EXERCISE = Filter the records below, keeping every line that contains the word "diced" and leaving out all other lines.

SUPPLIED INFORMATION =
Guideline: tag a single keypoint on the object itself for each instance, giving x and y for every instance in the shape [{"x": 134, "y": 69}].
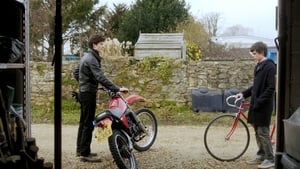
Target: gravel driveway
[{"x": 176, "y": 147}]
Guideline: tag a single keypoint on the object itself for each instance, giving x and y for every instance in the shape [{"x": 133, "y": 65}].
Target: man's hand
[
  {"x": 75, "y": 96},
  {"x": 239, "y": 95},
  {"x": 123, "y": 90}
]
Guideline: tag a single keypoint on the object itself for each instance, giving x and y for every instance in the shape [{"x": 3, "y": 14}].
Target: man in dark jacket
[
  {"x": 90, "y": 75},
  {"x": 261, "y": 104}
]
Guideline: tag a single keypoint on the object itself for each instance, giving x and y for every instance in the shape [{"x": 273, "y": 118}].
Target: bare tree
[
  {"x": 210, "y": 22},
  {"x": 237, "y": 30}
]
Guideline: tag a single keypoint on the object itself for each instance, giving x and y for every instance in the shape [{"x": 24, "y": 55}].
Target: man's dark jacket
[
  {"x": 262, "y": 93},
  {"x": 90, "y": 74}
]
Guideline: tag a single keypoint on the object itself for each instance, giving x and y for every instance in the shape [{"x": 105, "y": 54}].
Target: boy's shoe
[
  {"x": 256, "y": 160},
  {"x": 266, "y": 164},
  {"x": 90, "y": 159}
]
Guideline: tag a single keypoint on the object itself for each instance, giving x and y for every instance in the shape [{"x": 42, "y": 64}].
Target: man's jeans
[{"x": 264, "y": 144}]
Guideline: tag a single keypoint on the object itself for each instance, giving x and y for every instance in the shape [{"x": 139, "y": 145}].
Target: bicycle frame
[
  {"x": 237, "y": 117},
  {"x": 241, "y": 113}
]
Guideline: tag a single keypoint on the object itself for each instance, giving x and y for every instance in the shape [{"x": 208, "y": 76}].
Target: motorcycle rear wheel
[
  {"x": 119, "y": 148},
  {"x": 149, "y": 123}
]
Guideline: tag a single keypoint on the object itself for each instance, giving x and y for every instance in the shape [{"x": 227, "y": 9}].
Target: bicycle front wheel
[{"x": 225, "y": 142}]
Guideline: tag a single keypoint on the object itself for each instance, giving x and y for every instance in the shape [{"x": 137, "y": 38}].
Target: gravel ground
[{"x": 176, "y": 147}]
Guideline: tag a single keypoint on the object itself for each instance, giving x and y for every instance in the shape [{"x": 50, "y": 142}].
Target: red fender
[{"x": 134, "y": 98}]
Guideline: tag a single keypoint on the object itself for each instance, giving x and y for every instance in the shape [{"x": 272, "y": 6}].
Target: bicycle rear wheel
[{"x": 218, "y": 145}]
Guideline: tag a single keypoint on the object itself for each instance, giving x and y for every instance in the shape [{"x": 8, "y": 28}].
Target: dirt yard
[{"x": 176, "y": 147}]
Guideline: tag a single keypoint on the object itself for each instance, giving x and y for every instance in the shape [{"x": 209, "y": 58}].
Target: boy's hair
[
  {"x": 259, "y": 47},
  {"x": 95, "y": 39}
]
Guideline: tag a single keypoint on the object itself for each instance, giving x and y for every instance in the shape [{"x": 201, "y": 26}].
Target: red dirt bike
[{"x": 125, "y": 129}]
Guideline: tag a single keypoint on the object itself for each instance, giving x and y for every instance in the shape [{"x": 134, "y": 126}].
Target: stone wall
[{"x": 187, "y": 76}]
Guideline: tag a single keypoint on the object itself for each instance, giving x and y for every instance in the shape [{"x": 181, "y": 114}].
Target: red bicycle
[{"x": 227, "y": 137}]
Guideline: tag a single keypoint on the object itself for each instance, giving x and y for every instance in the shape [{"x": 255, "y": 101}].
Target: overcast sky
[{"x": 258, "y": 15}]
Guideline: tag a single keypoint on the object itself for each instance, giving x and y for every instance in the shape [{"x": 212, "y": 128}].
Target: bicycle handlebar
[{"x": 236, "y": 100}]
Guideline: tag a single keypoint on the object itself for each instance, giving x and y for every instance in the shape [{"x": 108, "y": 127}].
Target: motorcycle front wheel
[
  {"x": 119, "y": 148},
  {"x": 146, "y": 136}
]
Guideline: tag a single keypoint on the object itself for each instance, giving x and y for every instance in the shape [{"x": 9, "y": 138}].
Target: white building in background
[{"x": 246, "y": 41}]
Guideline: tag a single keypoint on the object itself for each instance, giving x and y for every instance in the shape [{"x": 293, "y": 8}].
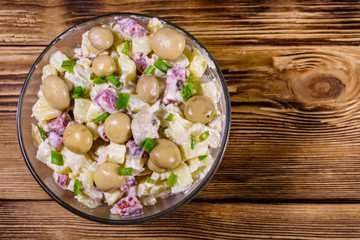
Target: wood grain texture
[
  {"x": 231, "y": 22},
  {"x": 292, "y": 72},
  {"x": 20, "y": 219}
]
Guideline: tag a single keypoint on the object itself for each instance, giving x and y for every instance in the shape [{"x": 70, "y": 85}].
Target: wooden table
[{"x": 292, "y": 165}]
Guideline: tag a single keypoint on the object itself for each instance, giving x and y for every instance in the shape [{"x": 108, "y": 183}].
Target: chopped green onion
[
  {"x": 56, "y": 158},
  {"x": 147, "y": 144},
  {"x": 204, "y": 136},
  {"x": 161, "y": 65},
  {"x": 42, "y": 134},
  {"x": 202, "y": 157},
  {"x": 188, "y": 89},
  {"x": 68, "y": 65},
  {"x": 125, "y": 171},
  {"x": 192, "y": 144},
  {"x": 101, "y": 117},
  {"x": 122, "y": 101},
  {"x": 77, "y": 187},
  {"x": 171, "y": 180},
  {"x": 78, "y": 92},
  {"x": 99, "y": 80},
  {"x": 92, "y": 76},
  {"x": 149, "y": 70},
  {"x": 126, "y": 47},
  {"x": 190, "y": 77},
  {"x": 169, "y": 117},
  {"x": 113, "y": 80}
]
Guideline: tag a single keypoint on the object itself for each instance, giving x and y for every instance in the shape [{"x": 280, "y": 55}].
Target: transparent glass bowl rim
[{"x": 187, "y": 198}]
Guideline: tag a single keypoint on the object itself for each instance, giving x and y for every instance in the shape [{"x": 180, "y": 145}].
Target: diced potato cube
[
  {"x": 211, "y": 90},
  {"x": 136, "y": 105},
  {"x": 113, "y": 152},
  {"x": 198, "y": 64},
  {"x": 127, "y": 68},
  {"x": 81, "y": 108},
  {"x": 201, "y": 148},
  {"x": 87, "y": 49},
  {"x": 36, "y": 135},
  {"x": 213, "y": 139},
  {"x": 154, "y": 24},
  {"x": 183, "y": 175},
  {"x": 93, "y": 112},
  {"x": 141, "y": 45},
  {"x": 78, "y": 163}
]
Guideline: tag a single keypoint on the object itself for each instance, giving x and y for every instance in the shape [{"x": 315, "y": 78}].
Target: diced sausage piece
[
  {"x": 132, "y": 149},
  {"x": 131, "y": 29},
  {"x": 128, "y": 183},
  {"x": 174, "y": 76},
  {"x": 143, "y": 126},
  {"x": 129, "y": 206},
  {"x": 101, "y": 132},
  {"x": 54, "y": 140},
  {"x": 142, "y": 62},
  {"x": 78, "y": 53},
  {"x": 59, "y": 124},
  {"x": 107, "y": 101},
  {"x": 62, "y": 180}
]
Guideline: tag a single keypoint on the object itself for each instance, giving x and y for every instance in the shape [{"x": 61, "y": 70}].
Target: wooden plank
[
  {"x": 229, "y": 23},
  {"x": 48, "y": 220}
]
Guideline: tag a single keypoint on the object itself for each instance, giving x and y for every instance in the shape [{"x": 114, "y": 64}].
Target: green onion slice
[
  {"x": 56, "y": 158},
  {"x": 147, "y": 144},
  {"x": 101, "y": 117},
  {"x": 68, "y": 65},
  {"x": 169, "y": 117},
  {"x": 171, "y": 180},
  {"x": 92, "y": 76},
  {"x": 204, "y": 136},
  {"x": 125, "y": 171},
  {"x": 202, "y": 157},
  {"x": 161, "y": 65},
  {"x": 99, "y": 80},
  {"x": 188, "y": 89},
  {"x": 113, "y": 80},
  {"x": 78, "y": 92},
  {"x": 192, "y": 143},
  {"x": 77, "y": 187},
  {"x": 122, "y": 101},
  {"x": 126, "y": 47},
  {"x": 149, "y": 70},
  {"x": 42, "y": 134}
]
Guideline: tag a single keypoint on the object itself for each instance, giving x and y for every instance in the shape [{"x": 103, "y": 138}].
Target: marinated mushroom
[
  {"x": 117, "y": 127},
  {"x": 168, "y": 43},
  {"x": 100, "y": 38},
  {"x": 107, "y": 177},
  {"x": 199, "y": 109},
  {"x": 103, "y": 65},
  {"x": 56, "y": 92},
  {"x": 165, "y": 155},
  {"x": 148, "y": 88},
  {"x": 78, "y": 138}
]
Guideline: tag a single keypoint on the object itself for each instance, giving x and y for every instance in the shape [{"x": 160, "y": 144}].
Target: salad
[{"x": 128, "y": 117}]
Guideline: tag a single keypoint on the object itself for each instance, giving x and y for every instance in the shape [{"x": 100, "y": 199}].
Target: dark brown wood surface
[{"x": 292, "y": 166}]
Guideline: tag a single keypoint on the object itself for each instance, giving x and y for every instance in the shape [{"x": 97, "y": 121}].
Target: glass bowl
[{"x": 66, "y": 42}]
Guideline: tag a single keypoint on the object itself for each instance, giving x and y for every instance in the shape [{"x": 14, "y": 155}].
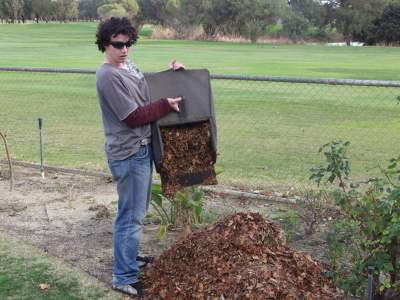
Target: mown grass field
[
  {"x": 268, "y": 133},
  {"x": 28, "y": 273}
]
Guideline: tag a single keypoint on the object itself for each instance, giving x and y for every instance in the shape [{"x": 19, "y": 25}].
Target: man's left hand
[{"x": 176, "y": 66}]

==

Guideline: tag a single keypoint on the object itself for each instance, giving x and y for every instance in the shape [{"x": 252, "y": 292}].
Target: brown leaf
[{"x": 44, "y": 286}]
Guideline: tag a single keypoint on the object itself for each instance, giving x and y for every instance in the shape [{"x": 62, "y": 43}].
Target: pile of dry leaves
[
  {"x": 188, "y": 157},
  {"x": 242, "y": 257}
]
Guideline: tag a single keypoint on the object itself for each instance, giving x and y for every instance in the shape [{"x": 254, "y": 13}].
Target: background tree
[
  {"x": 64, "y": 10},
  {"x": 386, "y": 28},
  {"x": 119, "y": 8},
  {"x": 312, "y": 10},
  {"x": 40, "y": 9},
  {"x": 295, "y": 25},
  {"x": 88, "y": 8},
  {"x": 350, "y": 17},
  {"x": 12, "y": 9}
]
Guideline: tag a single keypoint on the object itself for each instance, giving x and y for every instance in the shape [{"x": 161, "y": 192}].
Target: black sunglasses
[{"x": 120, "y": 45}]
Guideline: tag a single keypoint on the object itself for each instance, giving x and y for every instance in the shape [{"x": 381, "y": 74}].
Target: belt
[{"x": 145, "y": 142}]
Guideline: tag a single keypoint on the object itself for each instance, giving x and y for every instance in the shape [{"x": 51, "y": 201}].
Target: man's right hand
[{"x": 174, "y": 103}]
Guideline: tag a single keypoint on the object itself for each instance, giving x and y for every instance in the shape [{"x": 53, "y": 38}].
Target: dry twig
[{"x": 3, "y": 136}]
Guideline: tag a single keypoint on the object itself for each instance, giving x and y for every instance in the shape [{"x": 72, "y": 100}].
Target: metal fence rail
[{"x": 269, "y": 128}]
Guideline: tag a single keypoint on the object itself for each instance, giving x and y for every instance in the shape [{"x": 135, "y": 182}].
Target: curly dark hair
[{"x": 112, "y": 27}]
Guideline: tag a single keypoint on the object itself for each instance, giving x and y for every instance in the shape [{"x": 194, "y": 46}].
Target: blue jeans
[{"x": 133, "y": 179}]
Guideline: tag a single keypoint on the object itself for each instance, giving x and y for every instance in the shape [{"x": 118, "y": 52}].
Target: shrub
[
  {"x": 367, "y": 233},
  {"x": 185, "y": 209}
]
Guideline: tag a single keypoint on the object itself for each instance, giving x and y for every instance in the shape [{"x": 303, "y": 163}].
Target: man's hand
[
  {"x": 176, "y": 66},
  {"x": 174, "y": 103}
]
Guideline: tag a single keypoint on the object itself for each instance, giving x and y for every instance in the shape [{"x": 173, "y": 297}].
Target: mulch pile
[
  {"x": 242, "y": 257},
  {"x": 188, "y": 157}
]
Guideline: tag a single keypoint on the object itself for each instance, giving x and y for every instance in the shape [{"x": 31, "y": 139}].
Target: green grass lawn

EXPECTED OUTPUT =
Target: diced potato cube
Target: diced sausage piece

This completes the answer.